WRITTEN INSTRUCTION: Rewrite the records below with every occurrence of "pixel coordinates" changed to "image coordinates" and all other text left unchanged. Omit the pictures from the answer.

** START DATA FOR THE TASK **

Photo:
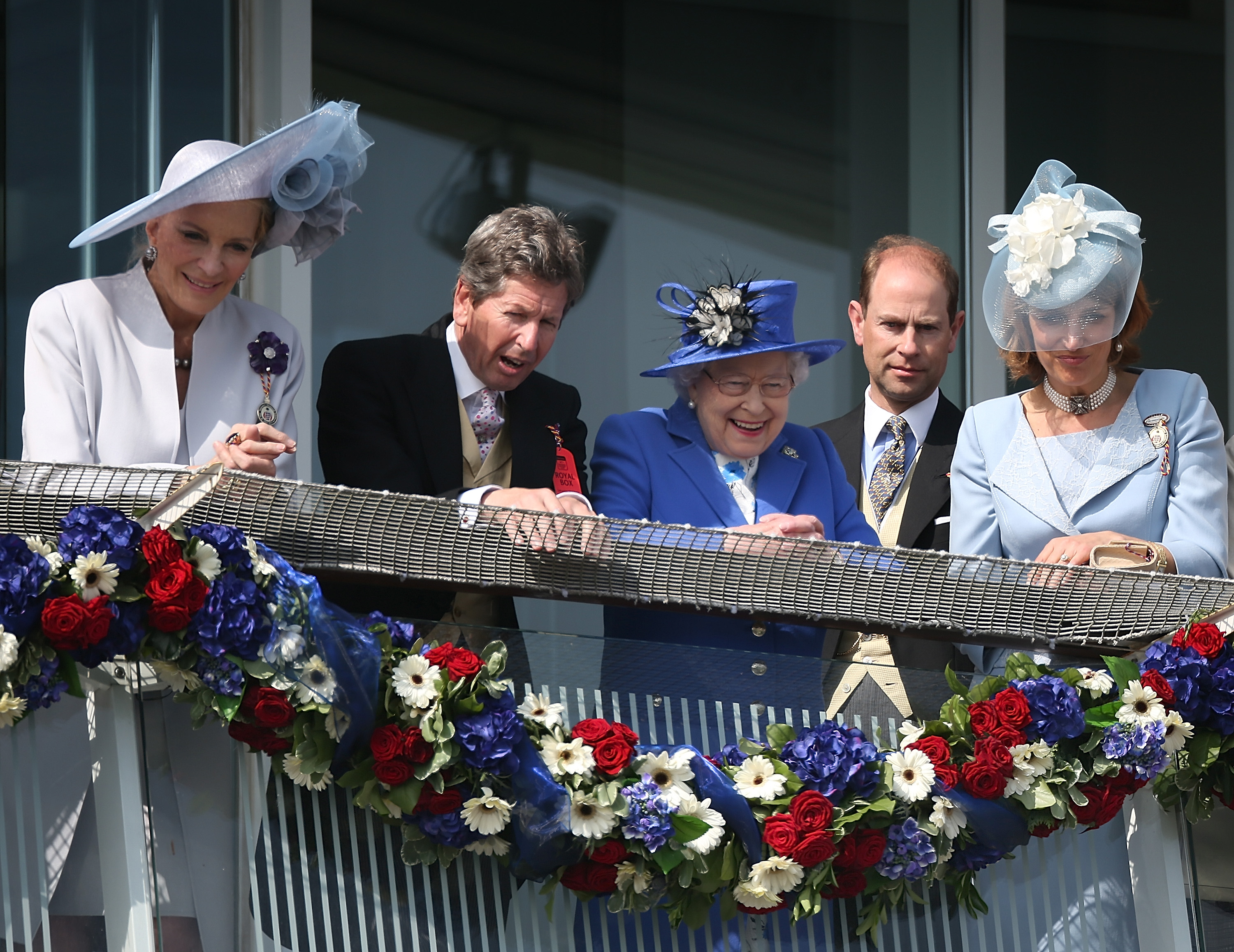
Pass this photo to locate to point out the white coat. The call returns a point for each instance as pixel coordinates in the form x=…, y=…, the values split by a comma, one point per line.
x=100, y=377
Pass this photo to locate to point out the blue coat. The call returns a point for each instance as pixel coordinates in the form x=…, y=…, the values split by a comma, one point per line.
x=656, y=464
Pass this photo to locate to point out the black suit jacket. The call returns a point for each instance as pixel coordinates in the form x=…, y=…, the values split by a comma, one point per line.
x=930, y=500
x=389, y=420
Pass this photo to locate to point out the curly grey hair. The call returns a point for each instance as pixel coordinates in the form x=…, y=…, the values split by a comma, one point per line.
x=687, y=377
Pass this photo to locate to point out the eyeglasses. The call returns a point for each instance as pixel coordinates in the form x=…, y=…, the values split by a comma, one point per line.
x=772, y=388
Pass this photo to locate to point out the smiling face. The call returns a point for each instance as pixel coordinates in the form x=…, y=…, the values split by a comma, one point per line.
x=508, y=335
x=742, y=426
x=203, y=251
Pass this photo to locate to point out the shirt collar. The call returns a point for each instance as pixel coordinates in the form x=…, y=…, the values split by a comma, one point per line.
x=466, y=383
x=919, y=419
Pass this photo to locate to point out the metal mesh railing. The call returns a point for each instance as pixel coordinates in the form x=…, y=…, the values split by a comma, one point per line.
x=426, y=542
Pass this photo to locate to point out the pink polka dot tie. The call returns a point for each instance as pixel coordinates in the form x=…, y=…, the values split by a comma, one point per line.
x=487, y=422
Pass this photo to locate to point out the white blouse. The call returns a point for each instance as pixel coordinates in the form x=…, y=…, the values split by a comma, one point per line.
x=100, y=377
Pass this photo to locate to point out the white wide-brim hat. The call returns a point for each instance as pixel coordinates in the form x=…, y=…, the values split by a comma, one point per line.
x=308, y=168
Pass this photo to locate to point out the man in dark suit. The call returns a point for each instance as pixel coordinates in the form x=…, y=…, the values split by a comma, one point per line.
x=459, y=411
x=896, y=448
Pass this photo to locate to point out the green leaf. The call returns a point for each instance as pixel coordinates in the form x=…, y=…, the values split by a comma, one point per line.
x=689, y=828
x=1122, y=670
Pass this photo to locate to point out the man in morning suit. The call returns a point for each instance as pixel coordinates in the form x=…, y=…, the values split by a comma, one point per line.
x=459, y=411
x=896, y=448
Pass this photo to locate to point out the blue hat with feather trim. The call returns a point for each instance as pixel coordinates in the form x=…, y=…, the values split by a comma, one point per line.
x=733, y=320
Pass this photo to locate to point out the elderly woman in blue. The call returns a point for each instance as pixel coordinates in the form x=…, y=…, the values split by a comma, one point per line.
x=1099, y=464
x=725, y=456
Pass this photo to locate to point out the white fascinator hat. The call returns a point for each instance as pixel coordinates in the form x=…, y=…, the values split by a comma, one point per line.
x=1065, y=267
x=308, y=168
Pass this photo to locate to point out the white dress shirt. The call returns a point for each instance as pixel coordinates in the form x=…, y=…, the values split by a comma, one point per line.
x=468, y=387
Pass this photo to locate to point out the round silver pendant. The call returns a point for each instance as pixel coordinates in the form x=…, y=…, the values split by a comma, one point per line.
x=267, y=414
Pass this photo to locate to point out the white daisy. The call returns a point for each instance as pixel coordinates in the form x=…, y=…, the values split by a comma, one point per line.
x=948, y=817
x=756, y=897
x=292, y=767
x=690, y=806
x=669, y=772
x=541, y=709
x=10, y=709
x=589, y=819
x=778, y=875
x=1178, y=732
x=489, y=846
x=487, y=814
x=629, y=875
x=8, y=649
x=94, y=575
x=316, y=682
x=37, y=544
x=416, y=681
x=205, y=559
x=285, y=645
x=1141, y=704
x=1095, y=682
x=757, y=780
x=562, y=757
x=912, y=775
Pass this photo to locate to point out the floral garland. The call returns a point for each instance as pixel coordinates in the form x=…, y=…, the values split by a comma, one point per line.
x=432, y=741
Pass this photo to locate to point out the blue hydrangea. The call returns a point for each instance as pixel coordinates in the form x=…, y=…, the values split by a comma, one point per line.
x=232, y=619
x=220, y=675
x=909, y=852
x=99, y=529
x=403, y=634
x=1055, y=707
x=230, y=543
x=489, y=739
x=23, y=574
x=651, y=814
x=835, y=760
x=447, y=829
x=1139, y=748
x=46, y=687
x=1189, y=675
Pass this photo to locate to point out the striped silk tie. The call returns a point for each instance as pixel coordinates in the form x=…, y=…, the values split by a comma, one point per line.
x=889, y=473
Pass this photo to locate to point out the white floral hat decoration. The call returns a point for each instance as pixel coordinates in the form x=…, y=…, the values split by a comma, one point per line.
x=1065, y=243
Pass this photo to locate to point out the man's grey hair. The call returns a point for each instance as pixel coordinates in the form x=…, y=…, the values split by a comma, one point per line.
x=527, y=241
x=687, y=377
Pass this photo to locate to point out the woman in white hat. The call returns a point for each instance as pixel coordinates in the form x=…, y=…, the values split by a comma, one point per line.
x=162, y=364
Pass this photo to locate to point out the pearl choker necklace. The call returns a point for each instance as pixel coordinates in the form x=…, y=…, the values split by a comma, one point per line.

** END DATA FOR THE TASK **

ANSWER TO THIS EXERCISE:
Photo:
Pass this photo to locate to point out the white coat. The call returns a point for each instance as image coordinates in the form x=…, y=…, the values split by a comma, one point per line.
x=100, y=377
Pass this photo to locate to point out the blue coat. The call returns a point for each instance as image coordinates in the form x=…, y=…, the values split by a comma, one point per line.
x=656, y=464
Pass this photo to locate to point out the black suit jacket. The call returns a point for each instance as image coordinates in the form x=…, y=…, the values split by a comma, one point per line.
x=930, y=500
x=389, y=420
Pass this photo to locate to point out the curly grey hair. The call returns a point for each instance as image coordinates in the form x=…, y=…, the values split by a comma, one point per line.
x=687, y=377
Pass this photo to locate to point out the eyeglasses. The call returns a point for each instance as image coordinates in the form x=…, y=…, the values split by a comma, one point per line.
x=772, y=388
Pass this photo to locate to point out the smiling face. The call returns a point for each instance as image coordinates in the form x=…, y=…, the values split by a comma, one point per line.
x=508, y=335
x=742, y=426
x=203, y=251
Pass this photo to locate to point out the shirt collar. The call returns a point for each instance as image coordinates in the form x=…, y=…, the values split by a comma, one point per line.
x=466, y=383
x=919, y=419
Pass this photo to locate to point out the metal mesh railing. The call returns a point for each instance as image coordinates in the form x=…, y=…, the values split by a comma, one point per line.
x=426, y=542
Pass this photo to locate to point out the pink polka dot tie. The call returns a point for each instance as image coordinates in the form x=…, y=…, the values split by a comma, one point per line.
x=487, y=422
Pass this photo to locate to point out the white blouse. The call returns a point for each instance as image coordinates in the form x=…, y=…, the values split by a comma, one point per line.
x=100, y=377
Pass this photo to locate to point out the white wide-brim hat. The call returns a point for each instance as image coordinates in the form x=…, y=…, the values split by a comma, one point per line.
x=308, y=168
Pass this photo to locate to point out the man in dark suit. The call returns a point for each instance as image coordinates in the form x=…, y=…, the values split by a comma, one point per line.
x=459, y=411
x=896, y=448
Pass this photo to locate to point out the green leaf. The call returns a point for each instance as image coordinates in the form x=…, y=…, the values split by a comma, one point per line.
x=689, y=828
x=1122, y=670
Pass this photo to locate to point out the man in morning suit. The call returns a point for each instance as image coordinates in the form x=…, y=…, the values split by a comma, one point per line.
x=459, y=411
x=896, y=448
Pass this photo to locate to point out the blue hat with feather trim. The call returns a point for each instance as image coordinates in the form x=…, y=…, the values split by a comma, one point per line.
x=733, y=320
Pass this photo to locate to point out the elderly woman in blue. The call returns a point for each instance as image coordinates in the form x=…, y=…, the values split by a comma, one point per line.
x=1099, y=464
x=725, y=456
Pass this photo to locate to point out the white fascinator hat. The call returns a point for each instance as image coordinates in the form x=…, y=…, the values split by a comma, one point per line.
x=1065, y=267
x=308, y=168
Pass this photo to locate to point out the white dress shirt. The call returns a point for each instance as image coordinates in the form x=…, y=…, the values split by a comma, one point per line.
x=468, y=387
Pass this photo to locate to point out the round silver pendant. The call returns a point for each instance as image coordinates in the form x=…, y=…, the values split by a comma, one point per line.
x=267, y=414
Pass this photo to locate to point out the white daisy. The call returns a point for each instance as image coordinates in the form x=…, y=…, the values split by a comma, one point per line.
x=948, y=817
x=756, y=897
x=292, y=767
x=690, y=806
x=669, y=772
x=541, y=709
x=10, y=709
x=589, y=819
x=778, y=875
x=1178, y=732
x=489, y=846
x=487, y=814
x=629, y=875
x=8, y=649
x=94, y=575
x=316, y=682
x=37, y=544
x=416, y=681
x=205, y=559
x=285, y=645
x=1141, y=704
x=1095, y=682
x=757, y=780
x=562, y=757
x=912, y=775
Pass this photo to locate to point out the floral garland. The call returns a point for each instance as image coordinates in the form x=…, y=…, the values split by a comma, one point per line.
x=432, y=741
Pass this photo to locate to point out the blue hydrangea. The call returns a point for each instance as image coordinates in the form x=…, y=…, the values split by a comma, one point per line.
x=232, y=619
x=220, y=675
x=909, y=852
x=99, y=529
x=403, y=634
x=1055, y=707
x=230, y=543
x=489, y=739
x=23, y=574
x=651, y=814
x=835, y=760
x=447, y=829
x=1139, y=748
x=46, y=687
x=1189, y=675
Pass this photo to locate to point out the striped silk tie. The call returns a point for each instance as image coordinates in the form x=…, y=…, the values split by a comma, one point per line.
x=889, y=473
Pass this photo to locate to point out the white floral hat decoration. The call returns a point for each instance as image coordinates in the form x=…, y=…, the values split by a comma, one point per line.
x=1065, y=243
Pass this photo to locate to point out the man's grey hair. The call returns a point for each instance as image coordinates in the form x=…, y=…, the values split by a comma, one point per line.
x=527, y=241
x=687, y=377
Pass this photo to locate to point out the woman in white hat. The call returns a point for each instance as image coordinates in the form x=…, y=…, the values split by a comma, one point per line.
x=162, y=364
Pass this photo to locate to point out the pearl choker necklace. The call returns a point for each instance as image coordinates in the form x=…, y=…, the values split by a comma, one point per line.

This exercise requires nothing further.